__Supplied text__.
────────────────

Albert Nerken School of Engineering

  • Bio 202

    Biology for Engineers II

    This course will provide human biology fundamentals to springboard into research projects at the intersection of biology and engineering. Topics will include anatomy and physiology of musculoskeletal and other major organ systems not covered in Bio 101, imaging modalities, concepts behind diagnostic and therapeutic surgical procedures, and their limitations, human body repair, artificial organs, tissue engineering, immunology and cancer. Students will develop an extensive biological vocabulary and have requisite knowledge for further study in biomechanics, rehabilitation medicine, biomaterials, bioremediation, etc.

    Prerequisite: Sophomore standing preferred, but freshman with AP Biology welcome

    Credits: 3.00

  • Ch 110

    General Chemistry

    An introduction to the general scientific principles associated with chemistry. This course will deal with fundamental ideas such as the concept of the atom, the molecule, the mole and their applications to chemical problems. The classical topics include: dimensional analysis and significant figures; atomic weights; periodic properties; chemical reactions and stoichiometry; redox reactions; ideal gas law and real gas equations of state; the liquid state and intermolecular forces; solution concentrations; chemical equilibrium and equilibrium constants; acids and bases; solubility equilibria; nomenclature of inorganic and organic compounds. The topics for atomic and molecular properties include: atomic structure and the quantum theory; electronic structure of atoms; the covalent bond and bond properties;molecular geometries and hybridization; molecular orbital theory.

────────────────

__What you need to do__.
A. According to the course listing, how many credits does Bio 202 carry?
B. Reproduce the passage of the course listing that begins with the words containing "Biology for Engineers" and ends with "biomaterials, bioremediation, etc.".
The material that comes after this course listing was taken from a separate source.

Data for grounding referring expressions
────────────────

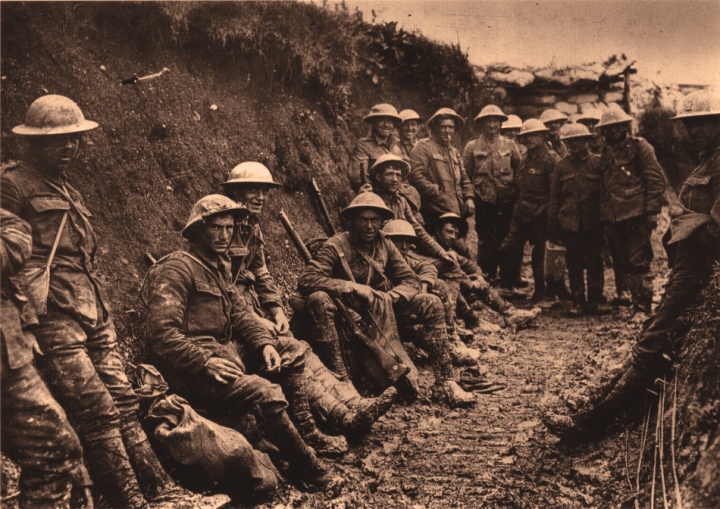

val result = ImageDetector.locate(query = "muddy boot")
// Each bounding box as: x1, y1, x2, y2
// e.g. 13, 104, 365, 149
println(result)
83, 436, 148, 509
263, 412, 344, 489
283, 373, 347, 456
342, 387, 398, 438
120, 419, 182, 502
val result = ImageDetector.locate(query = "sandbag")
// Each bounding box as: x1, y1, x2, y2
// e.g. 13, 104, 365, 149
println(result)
147, 394, 279, 499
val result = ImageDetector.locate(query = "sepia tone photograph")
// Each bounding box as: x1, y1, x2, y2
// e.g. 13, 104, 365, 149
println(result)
0, 0, 720, 509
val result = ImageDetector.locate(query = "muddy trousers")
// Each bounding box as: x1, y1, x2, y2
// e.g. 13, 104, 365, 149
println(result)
0, 356, 82, 508
605, 214, 653, 313
475, 198, 522, 280
34, 305, 166, 507
500, 214, 547, 294
562, 231, 605, 305
393, 293, 453, 384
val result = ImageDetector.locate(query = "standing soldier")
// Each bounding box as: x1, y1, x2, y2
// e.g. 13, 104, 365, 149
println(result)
348, 103, 403, 193
409, 108, 475, 235
0, 209, 82, 509
500, 118, 557, 301
545, 90, 720, 435
0, 95, 177, 507
597, 107, 665, 315
145, 194, 342, 486
463, 104, 520, 284
540, 108, 570, 159
548, 124, 604, 316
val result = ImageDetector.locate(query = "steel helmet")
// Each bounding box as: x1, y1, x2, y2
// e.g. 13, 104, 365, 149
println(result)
340, 192, 395, 220
182, 194, 248, 238
672, 90, 720, 120
437, 212, 469, 238
560, 124, 595, 140
368, 154, 410, 178
427, 108, 465, 127
473, 104, 508, 123
500, 115, 522, 130
383, 219, 417, 239
595, 106, 632, 129
518, 118, 550, 136
363, 103, 402, 125
222, 161, 282, 187
398, 110, 422, 122
540, 108, 569, 124
13, 94, 98, 136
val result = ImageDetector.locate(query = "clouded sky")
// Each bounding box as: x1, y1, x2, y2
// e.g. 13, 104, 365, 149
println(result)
336, 0, 720, 86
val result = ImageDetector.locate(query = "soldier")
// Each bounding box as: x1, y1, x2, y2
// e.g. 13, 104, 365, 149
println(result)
409, 108, 475, 235
545, 90, 720, 435
145, 194, 336, 486
500, 118, 557, 301
298, 192, 476, 407
597, 107, 665, 315
0, 209, 82, 509
223, 163, 397, 444
548, 124, 605, 316
463, 104, 521, 286
348, 103, 403, 192
540, 108, 570, 159
0, 95, 178, 507
399, 110, 422, 212
434, 213, 540, 330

────────────────

__Results for each task__.
A. 3.00 credits.

B.
Biology for Engineers II

    This course will provide human biology fundamentals to springboard into research projects at the intersection of biology and engineering. Topics will include anatomy and physiology of musculoskeletal and other major organ systems not covered in Bio 101, imaging modalities, concepts behind diagnostic and therapeutic surgical procedures, and their limitations, human body repair, artificial organs, tissue engineering, immunology and cancer. Students will develop an extensive biological vocabulary and have requisite knowledge for further study in biomechanics, rehabilitation medicine, biomaterials, bioremediation, etc.